• What you need to do
Write out the full listing again, exactly as it stands.
########################################
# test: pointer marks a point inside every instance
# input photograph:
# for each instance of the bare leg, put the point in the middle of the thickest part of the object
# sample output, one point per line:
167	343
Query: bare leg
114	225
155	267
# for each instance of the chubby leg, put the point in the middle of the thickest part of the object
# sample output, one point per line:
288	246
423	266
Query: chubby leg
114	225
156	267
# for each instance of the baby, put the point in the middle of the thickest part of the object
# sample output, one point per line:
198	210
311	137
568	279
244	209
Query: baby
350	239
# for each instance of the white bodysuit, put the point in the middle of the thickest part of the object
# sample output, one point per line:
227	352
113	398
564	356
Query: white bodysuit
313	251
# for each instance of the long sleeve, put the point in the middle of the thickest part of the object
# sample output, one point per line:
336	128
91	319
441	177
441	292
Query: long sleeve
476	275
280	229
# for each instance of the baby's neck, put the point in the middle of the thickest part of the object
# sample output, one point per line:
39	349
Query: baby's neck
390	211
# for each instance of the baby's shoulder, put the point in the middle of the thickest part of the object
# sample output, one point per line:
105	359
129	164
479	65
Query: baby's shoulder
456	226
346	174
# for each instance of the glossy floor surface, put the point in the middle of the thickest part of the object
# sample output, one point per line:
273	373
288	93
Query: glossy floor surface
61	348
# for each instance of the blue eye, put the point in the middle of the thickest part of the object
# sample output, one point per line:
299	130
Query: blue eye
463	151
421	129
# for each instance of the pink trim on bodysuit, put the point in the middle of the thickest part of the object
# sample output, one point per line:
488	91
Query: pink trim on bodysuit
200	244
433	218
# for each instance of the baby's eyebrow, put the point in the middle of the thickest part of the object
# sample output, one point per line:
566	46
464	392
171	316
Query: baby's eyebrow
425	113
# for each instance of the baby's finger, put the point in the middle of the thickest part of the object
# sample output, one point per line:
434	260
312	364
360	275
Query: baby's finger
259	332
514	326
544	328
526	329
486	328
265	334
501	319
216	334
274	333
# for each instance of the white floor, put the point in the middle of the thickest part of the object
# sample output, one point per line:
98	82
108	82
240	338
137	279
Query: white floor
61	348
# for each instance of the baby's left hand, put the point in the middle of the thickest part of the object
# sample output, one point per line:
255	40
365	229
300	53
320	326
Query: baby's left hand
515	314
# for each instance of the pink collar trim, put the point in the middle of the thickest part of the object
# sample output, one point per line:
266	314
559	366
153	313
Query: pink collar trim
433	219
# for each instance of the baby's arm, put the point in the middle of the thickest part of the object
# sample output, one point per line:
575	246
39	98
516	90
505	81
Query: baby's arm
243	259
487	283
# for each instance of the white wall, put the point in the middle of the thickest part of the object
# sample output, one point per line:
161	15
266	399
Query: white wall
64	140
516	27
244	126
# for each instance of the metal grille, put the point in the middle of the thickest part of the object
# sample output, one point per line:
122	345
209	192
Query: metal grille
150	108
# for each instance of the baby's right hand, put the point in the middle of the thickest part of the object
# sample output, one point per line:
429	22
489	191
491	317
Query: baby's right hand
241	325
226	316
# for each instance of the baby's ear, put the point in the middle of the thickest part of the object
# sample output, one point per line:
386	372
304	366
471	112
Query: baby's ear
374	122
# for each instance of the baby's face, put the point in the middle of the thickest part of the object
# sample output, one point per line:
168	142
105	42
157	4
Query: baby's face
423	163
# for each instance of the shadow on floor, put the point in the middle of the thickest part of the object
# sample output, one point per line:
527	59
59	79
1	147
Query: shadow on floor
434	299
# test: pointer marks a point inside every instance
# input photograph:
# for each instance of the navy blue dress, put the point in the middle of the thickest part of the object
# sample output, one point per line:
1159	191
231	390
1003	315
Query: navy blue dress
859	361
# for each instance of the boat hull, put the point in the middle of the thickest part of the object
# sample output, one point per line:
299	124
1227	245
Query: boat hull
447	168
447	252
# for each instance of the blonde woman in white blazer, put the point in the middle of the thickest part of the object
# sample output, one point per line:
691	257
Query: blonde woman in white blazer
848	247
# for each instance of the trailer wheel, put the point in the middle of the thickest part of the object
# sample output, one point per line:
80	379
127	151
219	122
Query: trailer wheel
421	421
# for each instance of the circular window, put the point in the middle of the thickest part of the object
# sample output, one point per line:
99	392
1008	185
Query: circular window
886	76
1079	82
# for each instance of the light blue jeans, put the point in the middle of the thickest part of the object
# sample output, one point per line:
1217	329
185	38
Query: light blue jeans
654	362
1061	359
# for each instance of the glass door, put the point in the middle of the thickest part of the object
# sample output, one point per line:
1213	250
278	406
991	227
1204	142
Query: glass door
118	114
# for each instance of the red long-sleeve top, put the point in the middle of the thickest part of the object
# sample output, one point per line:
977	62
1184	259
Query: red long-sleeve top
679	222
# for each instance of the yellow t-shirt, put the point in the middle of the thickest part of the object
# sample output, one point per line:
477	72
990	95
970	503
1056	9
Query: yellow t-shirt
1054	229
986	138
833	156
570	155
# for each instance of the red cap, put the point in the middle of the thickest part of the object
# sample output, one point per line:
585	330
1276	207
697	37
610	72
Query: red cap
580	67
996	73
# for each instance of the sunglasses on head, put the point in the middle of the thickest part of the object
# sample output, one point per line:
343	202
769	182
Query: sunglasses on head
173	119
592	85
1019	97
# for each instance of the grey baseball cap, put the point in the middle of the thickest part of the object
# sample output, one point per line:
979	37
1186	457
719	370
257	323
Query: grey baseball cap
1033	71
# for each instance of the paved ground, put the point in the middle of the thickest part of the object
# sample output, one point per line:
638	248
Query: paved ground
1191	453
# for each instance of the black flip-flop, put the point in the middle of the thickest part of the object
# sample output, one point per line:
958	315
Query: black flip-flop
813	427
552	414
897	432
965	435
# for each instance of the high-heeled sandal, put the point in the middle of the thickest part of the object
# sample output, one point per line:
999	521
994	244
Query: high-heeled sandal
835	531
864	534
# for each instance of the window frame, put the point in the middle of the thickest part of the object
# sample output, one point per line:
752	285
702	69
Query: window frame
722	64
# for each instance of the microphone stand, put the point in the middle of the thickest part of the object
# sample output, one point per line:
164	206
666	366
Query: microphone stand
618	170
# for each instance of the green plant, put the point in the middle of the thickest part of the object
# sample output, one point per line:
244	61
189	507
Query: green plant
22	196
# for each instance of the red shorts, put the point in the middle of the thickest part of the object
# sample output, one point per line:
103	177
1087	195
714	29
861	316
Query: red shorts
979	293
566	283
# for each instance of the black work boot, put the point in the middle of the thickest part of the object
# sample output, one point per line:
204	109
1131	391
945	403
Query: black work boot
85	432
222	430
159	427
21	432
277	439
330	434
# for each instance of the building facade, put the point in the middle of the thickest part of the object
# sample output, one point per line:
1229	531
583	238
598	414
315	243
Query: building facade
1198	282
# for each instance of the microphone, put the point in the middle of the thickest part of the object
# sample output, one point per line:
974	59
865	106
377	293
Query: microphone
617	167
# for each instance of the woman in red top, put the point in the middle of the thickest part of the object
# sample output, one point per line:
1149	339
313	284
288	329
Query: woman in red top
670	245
########################################
• Written answer
# test: pointer marks a point inside every instance
# input photograph:
# for each instance of the bare leg, put the point in the middle of the thickest part of the object
# sample output, one point per line:
167	343
Query: bare leg
114	225
155	267
# for each instance of the chubby leg, put the point in the middle of the thickest part of the object
# sample output, one point per line:
288	246
423	266
Query: chubby leg
114	225
156	267
# for each instance of the baby, put the point in the middle of the thickest part of the object
# sample output, one point per line:
198	210
311	137
568	279
244	209
Query: baby
350	239
# for each instance of the white bodysuit, put the point in the middle of the thickest part of the object
# sample output, one point per line:
227	352
113	398
564	356
Query: white bodysuit
313	251
# for each instance of the long sleeve, put the point in the middle of the thickest part of the object
# sample output, one point per line:
336	128
91	319
441	177
441	292
Query: long sleeve
476	275
280	229
# for each instance of the baby's neck, put the point in the middle of the thickest part of the object
# sample output, one point per line:
39	349
Query: baby's neck
390	211
# for each instance of the baby's shoulder, put the point in the middle of the thickest part of the object
# sample output, one point per line:
105	359
129	164
479	65
Query: baby's shoulder
456	226
346	174
# for each instance of the glossy floor surface, put the point in the middle of the thickest part of the object
# sample output, one point per line:
273	373
288	93
Query: glossy floor surface
61	348
# for each instance of the blue eye, put the point in the middle of the thickest part of the object
# sample output, one point per line:
299	130
Query: blue eye
463	151
421	129
# for each instance of the pink trim on bodysuit, put the point in the middle of the thickest part of the object
# sample output, one point per line:
488	91
Query: pink trim on bodysuit
200	244
433	218
# for each instance of the baby's eyebrow, put the point in the middle of the thickest part of the object
# sample output, one point per line:
566	46
464	392
171	316
Query: baby's eyebrow
425	113
# for each instance of the baby's finger, put the point in the middle of the thickest part of the object
# sample output, one point per line:
434	260
312	364
360	275
Query: baby's finger
259	332
514	326
544	328
526	329
486	328
265	334
501	319
216	334
274	333
# for each instance of the white floor, put the point in the middle of the thickest part of the object
# sample output, one point per line:
98	82
108	82
240	338
137	279
Query: white floor
61	348
# for each instance of the baby's left hand, put the point in the middle of the thickest part of the object
# sample output, one point per line:
255	40
365	229
300	53
320	326
Query: baby's left hand
515	314
# for each instance of the pink collar trim, put the point in the middle of the thickest part of the object
# sample output, one point per line:
266	314
559	366
153	313
Query: pink collar trim
433	219
# for each instance of the baby's arm, put the point in the middle of the thickest part of the object
# sample output, one point per line:
575	246
39	98
516	90
505	81
Query: baby's arm
243	259
487	283
# for each instance of the white wall, put the point in the middle of the thickest part of the object
# sample output, one point per line:
161	15
266	399
Query: white wall
64	140
516	27
244	126
# for each instance of the metal grille, put the point in the middle of the thickest part of the object
# sample output, one point per line:
122	345
209	192
Query: metal grille
150	108
# for each instance of the baby's right hand, put the point in the middle of the thickest part of the object
# sample output, one point per line:
429	22
489	191
491	317
Query: baby's right hand
241	325
226	316
# for each instance of the baby's ear, put the point in the middle of the thickest part of the object
# sample output, one point per line:
386	372
304	366
471	112
Query: baby's ear
374	122
# for each instance of the baby's face, put the point in the middle of the thickest part of the object
# sample output, one point per line:
168	142
105	42
157	4
Query: baby's face
423	163
# for each instance of the shadow on floor, put the point in the middle of the thickest part of the object
# sample output, one point per line:
527	59
59	79
1	147
Query: shadow on floor
434	299
# test: pointer marks a point inside every instance
# input photograph:
# for each instance of the navy blue dress, put the point in the middle of the thickest part of the object
# sample output, one point per line:
1159	191
231	390
1003	315
Query: navy blue dress
859	361
# for each instance of the boat hull, put the point in the middle of the thickest part of the object
# sample output, one point per line:
299	124
1227	245
Query: boat hull
447	168
447	252
# for each instance of the blonde woman in white blazer, put the point in the middle of the thickest part of the object
# sample output, one point per line:
691	257
Query: blonde woman in white blazer
848	247
# for each instance of the trailer wheel, put the point in the middle of the thickest part of the object
# sample output, one point per line:
80	379
127	151
219	122
Query: trailer wheel
421	421
# for each instance of the circular window, put the point in the middle of the thickest part of the object
# sample output, one point per line:
99	392
1008	185
Query: circular window
886	76
1079	82
# for each instance of the light blue jeans, put the point in the middle of the thickest part of the object
# sample output, one point per line:
1217	329
185	38
Query: light blue jeans
654	362
1061	359
# for each instance of the glass door, put the point in the middle of the thickest part of the object
# sample output, one point per line:
1213	250
278	406
991	227
1204	142
Query: glass door
118	114
# for each instance of the red long-sleeve top, put the point in the middle of the thickest part of the object
# sample output, one point per line:
977	62
1184	259
Query: red long-sleeve top
679	222
# for each instance of the yellow t-shirt, put the point in the middle of the thickest part of the object
# sample output, one point per line:
477	72
990	95
970	503
1056	9
Query: yellow t-shirt
1054	229
986	138
833	156
570	155
# for each instance of the red cap, put the point in the middle of the thickest part of the object
# sample output, one point per line:
585	330
1276	207
697	37
610	72
Query: red cap
580	67
996	73
# for each instance of the sunglasses on head, put the point in the middle of the thickest part of the object
# sample output, one point per line:
343	202
769	182
Query: sunglasses on head
173	119
592	85
1019	97
# for each instance of the grey baseball cap, put the point in the middle of the thickest part of the object
# sample output, one point per line:
979	37
1186	457
719	370
257	323
Query: grey baseball cap
1033	71
# for each instance of the paved ground, put the point in the middle of the thickest part of the object
# sample output, one point per line:
638	248
Query: paved ground
1191	453
# for each instance of the black flip-flop, put the point in the middle of the thickest part of the object
# sample output, one point per line:
958	315
Query: black flip-flop
813	427
552	414
897	432
965	435
# for each instance of the high-heeled sandal, put the point in the middle of the thickest part of the object
# sample output, one point per line:
999	521
994	244
Query: high-heeled sandal
835	531
864	534
# for each instance of the window frame, put the point in the middle of the thickest part of the object
# sample output, one point per line:
752	285
702	69
Query: window frame
722	64
# for each instance of the microphone stand, put the point in the middle of the thickest part of the object
# sample output, one point per line:
164	206
666	366
Query: microphone stand
618	170
# for each instance of the green plant, put the point in the middle of the thickest part of the object
# sample output, one point per line:
244	61
189	507
Query: green plant
22	196
# for each instance of the red shorts, put the point in the middle of the thickest part of the object
# sample output, one point per line:
103	177
1087	195
714	29
861	316
Query: red shorts
979	293
566	283
# for each instance of the black work boot, put the point in the middle of the thickest part of the object
# sample output, one point per line:
204	109
1131	391
945	403
Query: black work boot
85	432
222	430
159	427
21	432
277	439
330	434
# for each instance of the building facade, put the point in the middle of the thickest part of the object
# sample output, one point per line:
1229	531
583	238
598	414
315	243
Query: building facade
1198	282
# for each instance of the microphone, put the point in the middle of the thickest part of the object
# sample output, one point per line:
974	59
865	106
377	293
Query: microphone
617	167
# for each instance of the woman in red top, put the point in the middle of the thickest part of the object
# sample output, one point per line:
1149	339
313	284
288	329
Query: woman in red top
670	245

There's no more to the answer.